*RECORDS FOR PROCESSING*:
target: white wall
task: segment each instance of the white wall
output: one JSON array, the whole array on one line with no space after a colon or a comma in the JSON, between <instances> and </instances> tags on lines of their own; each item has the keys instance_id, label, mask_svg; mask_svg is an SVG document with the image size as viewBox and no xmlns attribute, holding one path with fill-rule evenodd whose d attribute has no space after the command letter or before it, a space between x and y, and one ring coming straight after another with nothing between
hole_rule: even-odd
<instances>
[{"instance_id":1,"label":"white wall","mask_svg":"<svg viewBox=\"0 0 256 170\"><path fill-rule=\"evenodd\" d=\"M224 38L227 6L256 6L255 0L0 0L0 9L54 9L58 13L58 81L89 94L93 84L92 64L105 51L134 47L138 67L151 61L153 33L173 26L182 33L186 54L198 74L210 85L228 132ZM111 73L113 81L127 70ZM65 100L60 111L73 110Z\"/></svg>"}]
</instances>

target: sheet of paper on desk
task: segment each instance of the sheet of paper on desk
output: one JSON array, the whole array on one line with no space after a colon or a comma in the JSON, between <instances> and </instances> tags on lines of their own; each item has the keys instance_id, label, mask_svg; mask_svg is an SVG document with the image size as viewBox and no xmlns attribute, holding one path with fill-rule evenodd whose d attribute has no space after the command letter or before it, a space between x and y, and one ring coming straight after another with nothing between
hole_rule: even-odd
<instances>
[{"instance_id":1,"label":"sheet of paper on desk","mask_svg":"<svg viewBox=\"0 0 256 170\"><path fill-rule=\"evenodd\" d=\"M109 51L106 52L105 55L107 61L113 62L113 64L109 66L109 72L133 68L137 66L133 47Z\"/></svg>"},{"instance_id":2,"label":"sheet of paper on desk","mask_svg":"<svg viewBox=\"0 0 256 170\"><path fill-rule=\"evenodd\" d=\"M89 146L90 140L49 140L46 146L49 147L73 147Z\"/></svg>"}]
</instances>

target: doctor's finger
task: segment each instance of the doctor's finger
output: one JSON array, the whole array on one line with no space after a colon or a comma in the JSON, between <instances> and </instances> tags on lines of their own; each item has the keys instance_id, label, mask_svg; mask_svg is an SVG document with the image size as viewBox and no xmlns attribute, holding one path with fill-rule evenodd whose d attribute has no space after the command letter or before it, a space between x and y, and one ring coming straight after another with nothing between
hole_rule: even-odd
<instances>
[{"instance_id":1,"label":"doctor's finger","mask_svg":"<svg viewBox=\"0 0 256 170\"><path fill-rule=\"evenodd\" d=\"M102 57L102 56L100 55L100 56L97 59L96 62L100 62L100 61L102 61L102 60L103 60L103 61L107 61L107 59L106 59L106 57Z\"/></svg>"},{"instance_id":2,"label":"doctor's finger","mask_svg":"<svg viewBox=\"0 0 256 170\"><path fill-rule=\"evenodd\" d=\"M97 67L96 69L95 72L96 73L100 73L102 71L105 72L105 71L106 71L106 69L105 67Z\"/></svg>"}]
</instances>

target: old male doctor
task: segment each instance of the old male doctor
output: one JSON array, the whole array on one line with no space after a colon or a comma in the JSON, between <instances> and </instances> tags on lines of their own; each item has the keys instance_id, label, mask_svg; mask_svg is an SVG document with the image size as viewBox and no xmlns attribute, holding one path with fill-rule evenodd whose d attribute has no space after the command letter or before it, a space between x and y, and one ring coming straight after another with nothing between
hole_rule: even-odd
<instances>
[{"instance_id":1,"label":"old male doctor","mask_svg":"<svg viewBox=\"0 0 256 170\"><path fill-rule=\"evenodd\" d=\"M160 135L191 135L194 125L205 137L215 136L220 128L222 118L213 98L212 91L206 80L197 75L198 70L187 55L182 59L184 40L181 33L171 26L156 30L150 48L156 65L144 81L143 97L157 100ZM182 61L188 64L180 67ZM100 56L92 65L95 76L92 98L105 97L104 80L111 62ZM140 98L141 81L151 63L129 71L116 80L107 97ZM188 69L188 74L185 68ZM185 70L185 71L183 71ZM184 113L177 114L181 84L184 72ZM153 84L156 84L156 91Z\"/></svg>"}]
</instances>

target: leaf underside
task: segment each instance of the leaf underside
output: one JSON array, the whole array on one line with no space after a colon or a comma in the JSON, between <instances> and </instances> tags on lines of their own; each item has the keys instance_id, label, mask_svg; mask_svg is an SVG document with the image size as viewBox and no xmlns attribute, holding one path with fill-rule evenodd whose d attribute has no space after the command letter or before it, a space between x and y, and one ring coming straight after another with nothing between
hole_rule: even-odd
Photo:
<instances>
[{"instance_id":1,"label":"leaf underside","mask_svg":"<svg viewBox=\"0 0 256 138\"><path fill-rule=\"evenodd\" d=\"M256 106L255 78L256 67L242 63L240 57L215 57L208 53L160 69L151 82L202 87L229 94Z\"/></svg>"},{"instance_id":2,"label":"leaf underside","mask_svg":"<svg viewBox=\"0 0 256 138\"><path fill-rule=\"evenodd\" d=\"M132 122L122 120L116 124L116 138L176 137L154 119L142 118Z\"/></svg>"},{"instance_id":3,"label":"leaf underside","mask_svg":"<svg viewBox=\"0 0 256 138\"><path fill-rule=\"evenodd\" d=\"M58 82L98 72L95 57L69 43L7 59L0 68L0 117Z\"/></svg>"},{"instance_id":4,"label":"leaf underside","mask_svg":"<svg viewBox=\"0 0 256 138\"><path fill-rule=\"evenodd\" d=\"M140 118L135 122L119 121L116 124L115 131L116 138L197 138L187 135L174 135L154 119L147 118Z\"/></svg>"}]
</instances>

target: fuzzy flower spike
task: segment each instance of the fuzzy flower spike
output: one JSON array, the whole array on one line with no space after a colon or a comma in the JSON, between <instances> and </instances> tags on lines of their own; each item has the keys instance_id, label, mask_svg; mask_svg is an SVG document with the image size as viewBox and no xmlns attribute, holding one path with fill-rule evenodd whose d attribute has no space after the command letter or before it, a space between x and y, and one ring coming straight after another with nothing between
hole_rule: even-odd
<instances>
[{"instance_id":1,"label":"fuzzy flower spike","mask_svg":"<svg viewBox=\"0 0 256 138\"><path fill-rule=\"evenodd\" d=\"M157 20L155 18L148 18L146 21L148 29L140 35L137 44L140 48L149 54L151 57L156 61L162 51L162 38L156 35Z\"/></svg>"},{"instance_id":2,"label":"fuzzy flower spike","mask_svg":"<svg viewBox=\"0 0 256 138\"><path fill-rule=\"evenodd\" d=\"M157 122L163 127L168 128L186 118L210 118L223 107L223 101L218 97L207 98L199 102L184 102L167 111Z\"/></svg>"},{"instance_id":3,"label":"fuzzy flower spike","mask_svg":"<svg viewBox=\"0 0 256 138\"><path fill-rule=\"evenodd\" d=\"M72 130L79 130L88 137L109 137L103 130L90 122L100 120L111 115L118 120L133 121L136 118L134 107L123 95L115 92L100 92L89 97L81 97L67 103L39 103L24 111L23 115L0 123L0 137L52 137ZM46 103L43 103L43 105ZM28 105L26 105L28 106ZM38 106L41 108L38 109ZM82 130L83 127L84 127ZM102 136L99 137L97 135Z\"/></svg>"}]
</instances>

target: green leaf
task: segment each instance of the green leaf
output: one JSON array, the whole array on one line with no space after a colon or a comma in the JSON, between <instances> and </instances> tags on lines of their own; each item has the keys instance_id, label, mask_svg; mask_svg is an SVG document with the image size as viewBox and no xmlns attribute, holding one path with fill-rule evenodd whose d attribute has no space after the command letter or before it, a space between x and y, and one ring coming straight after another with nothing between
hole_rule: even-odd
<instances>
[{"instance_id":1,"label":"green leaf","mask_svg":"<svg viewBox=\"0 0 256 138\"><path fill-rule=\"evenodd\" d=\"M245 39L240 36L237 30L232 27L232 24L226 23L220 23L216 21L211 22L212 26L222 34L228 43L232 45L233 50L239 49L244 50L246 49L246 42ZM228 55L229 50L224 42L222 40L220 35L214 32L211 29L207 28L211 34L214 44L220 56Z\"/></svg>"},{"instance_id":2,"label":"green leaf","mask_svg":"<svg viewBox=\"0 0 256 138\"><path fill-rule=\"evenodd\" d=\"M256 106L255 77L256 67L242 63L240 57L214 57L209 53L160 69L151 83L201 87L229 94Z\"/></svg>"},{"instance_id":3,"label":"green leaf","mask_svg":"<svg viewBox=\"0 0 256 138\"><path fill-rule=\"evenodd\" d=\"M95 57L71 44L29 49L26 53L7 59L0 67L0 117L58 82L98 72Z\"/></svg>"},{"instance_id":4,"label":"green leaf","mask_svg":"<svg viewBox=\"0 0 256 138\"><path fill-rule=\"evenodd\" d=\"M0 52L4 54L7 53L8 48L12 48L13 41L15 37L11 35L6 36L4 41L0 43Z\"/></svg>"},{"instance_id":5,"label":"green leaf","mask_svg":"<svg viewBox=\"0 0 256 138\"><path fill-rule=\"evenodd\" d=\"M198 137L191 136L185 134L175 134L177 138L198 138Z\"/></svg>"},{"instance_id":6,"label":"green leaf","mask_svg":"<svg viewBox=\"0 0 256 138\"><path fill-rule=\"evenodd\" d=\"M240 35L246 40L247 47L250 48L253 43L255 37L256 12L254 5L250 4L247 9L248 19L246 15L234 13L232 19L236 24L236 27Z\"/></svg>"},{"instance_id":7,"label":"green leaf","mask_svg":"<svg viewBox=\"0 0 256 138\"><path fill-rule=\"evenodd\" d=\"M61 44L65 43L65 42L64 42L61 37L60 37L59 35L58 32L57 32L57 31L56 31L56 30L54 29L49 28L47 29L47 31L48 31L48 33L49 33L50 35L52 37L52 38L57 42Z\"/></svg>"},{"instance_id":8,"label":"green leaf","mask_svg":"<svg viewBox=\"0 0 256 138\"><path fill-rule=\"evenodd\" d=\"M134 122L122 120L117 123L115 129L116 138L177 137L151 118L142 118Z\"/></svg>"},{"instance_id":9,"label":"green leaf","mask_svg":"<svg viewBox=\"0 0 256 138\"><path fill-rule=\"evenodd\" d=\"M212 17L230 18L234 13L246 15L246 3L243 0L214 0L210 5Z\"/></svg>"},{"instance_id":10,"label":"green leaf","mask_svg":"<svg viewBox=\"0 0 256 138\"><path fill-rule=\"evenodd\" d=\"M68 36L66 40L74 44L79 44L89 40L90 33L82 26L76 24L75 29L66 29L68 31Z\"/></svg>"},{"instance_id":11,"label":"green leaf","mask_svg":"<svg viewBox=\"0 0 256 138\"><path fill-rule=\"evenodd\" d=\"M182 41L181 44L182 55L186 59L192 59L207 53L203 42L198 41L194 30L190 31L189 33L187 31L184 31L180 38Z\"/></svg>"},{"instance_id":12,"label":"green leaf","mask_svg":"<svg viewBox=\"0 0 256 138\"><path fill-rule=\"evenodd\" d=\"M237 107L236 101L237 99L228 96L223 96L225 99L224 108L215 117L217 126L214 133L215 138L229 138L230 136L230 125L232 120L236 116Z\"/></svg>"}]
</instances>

*TASK PROMPT*: Extract the lines from the line with "target: old male doctor" up to and including the line with "task: segment each instance of the old", and copy them out exactly.

*TASK OUTPUT*:
target: old male doctor
task: segment each instance of the old male doctor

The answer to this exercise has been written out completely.